» **提供データ**:
_ _ _ _

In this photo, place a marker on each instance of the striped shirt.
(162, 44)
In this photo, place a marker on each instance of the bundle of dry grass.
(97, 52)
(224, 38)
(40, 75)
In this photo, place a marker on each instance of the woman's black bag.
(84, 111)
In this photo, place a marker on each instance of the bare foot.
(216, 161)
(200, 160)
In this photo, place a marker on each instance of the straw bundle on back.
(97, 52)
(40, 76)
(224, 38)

_ _ _ _

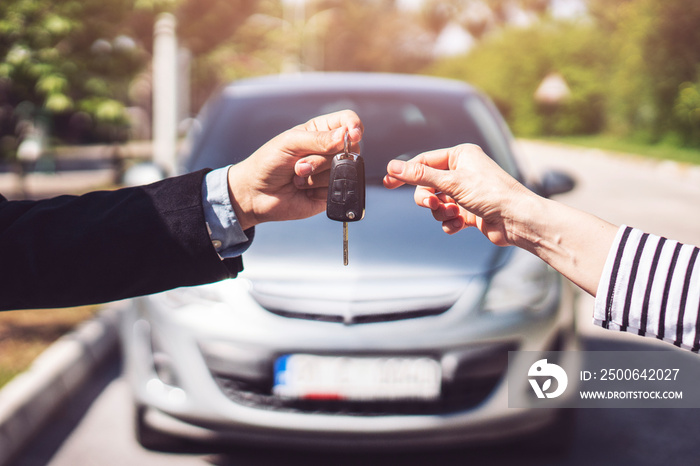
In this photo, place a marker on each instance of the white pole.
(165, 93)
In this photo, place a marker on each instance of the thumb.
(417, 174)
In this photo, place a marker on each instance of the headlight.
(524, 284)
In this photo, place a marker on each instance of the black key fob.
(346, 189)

_ _ _ _

» **課題内容**:
上記のデータから、文字列「bundle」を含む行をすべて列挙せよ。

» **出力結果**:
In this photo, place a marker on each instance of the bundle of dry grass.
In this photo, place a marker on each instance of the straw bundle on back.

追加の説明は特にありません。